引用文:
↓↓↓

さて、x_1x_2の型は同じはずです。 x_1の型はいま \alpha \to (\mathsf{int} \to \mathsf{int})なので、 x_2 \alpha \to (\mathsf{int} \to \mathsf{int}) であるべきです。

\displaystyle \frac{x_1 : \color{red}{\alpha} \to (\mathsf{int} \to \mathsf{int}) \;\;\; x_2 : \color{red}{ \alpha \to (\mathsf{int} \to \mathsf{int})}}{(x_1\;x_2) : \mathsf{int} \to \mathsf{int}}

おっと、\alpha\alpha \to (\mathsf{int} \to \mathsf{int})であることを要求されてしまった!

\alpha = \alpha \to (\mathsf{int} \to \mathsf{int}) というように自身の型が再帰的に現れています。 これは再帰型と呼ばれるものだそうです。 ということは、再帰型を扱えれば型付けされたYコンビネータが扱えるということでしょうか。 試してみましょう。

↑↑↑

演習用データ:
↓↓↓

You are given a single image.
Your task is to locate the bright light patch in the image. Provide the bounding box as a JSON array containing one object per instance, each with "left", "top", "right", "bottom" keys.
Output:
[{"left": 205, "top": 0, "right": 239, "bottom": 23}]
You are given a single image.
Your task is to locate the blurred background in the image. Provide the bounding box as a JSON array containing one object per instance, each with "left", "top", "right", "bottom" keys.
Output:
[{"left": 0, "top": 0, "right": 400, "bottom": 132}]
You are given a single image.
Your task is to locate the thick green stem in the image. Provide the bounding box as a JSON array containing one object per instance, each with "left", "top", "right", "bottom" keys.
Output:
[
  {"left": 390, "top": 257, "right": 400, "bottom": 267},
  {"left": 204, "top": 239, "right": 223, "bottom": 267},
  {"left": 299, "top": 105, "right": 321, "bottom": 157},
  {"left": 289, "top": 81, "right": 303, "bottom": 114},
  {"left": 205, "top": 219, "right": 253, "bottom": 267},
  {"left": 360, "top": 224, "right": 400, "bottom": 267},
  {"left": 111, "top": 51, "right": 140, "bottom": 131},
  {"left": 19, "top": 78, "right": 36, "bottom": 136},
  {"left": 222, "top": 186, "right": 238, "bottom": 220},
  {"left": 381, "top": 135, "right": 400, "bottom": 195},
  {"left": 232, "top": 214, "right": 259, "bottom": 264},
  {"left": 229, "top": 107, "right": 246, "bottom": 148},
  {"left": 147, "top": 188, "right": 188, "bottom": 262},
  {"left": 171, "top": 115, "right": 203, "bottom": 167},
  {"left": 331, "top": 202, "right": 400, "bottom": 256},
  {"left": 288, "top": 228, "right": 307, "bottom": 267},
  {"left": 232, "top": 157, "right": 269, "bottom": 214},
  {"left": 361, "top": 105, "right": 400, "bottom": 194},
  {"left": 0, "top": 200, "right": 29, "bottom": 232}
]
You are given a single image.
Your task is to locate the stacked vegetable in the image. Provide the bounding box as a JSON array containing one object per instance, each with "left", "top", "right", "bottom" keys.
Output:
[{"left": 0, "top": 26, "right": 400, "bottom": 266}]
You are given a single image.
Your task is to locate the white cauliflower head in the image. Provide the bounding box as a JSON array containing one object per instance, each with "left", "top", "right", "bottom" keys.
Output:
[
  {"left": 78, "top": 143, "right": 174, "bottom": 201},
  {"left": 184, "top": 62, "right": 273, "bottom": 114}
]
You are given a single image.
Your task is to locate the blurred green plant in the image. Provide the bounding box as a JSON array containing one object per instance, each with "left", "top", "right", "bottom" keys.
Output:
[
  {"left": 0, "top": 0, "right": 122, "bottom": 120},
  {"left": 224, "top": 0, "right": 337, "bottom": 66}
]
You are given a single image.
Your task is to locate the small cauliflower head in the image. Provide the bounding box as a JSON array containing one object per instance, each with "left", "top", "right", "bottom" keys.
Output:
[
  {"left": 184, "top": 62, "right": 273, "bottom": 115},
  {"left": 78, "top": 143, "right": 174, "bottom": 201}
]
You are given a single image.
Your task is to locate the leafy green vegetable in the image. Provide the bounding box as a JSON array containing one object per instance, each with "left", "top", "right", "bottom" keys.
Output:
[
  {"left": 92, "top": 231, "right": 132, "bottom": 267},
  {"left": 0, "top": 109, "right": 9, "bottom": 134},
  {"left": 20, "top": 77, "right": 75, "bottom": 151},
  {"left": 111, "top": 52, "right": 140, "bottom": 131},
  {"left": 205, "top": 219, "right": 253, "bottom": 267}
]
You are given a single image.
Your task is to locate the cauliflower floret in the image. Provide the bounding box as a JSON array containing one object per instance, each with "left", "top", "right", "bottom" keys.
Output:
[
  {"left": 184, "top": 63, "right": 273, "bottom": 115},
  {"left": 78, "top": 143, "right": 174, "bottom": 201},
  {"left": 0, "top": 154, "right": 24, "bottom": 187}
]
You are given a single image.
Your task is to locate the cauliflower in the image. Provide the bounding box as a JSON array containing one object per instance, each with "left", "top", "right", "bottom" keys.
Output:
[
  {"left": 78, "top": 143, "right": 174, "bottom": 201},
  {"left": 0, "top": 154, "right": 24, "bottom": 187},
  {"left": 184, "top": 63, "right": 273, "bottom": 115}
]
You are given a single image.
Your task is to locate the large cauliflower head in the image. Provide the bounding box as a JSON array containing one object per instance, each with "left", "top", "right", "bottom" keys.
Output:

↑↑↑

演習課題:
1. 引用文では、自身の型が再帰的に現れる型を何と呼んでいますか。
2. レコードを絞り込み、文字列「blurred」を含む行をすべて書き写してください。大文字と小文字は区別されます。

解答一覧:
1. 再帰型

2.
Your task is to locate the blurred background in the image. Provide the bounding box as a JSON array containing one object per instance, each with "left", "top", "right", "bottom" keys.
Your task is to locate the blurred green plant in the image. Provide the bounding box as a JSON array containing one object per instance, each with "left", "top", "right", "bottom" keys.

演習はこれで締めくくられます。